▸ **Task to carry out**:
Copy the data below line for line without changing anything, and leave the pictures out of your copy.

-- Begin --

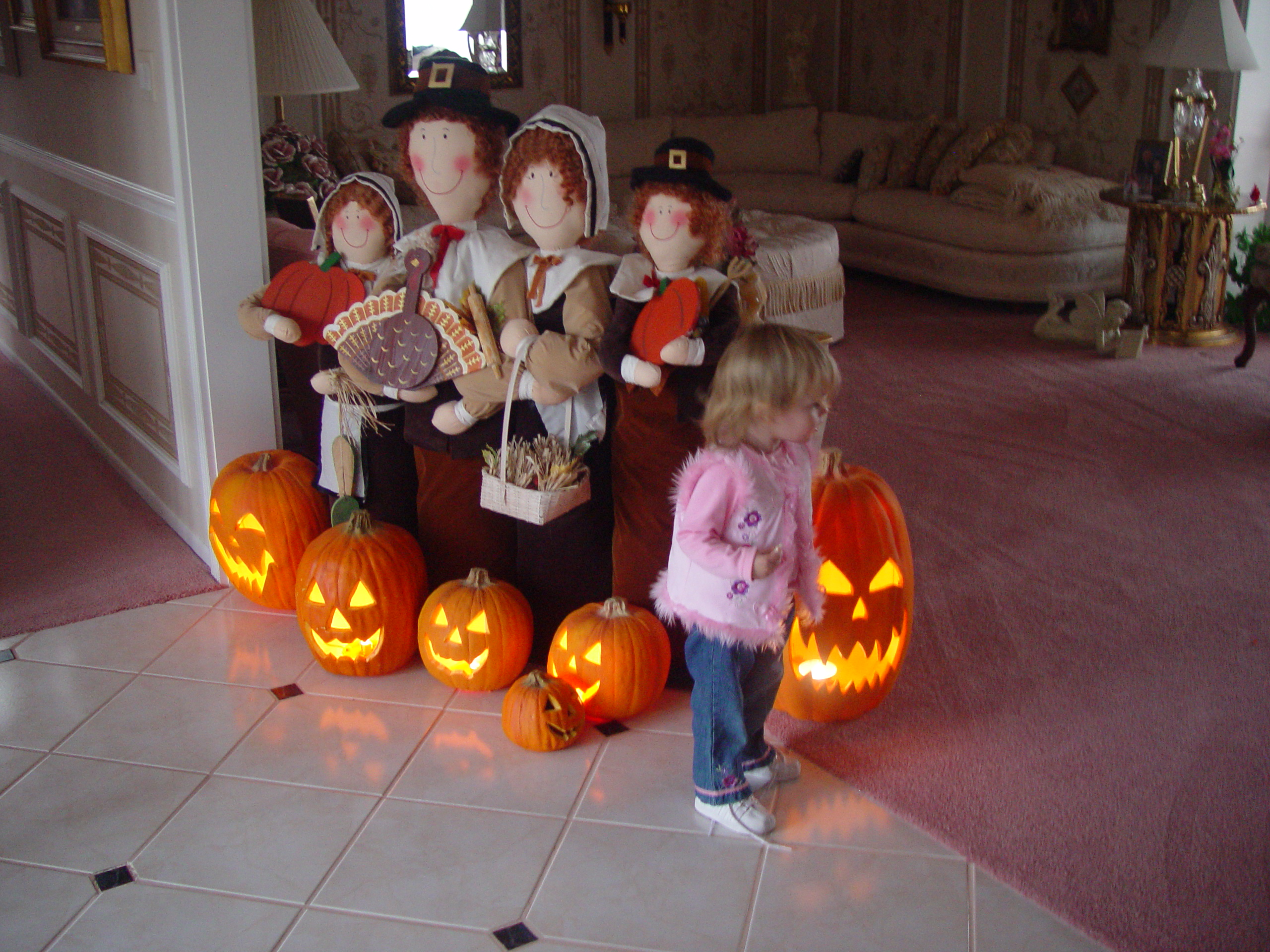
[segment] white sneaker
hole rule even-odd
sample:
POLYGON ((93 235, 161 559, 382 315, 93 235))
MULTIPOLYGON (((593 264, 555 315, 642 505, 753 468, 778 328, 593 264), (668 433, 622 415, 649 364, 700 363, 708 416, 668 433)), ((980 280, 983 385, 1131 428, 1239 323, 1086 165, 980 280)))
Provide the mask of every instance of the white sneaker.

-- End --

▸ **Exercise result**:
[segment] white sneaker
hole rule even-odd
sample:
POLYGON ((93 235, 161 559, 382 315, 93 235))
MULTIPOLYGON (((593 264, 555 315, 642 505, 753 468, 778 328, 593 264), (668 433, 622 415, 649 364, 700 363, 708 416, 668 433)), ((980 280, 983 385, 1131 428, 1239 323, 1086 165, 980 280)))
Provide the mask of every instance of the white sneaker.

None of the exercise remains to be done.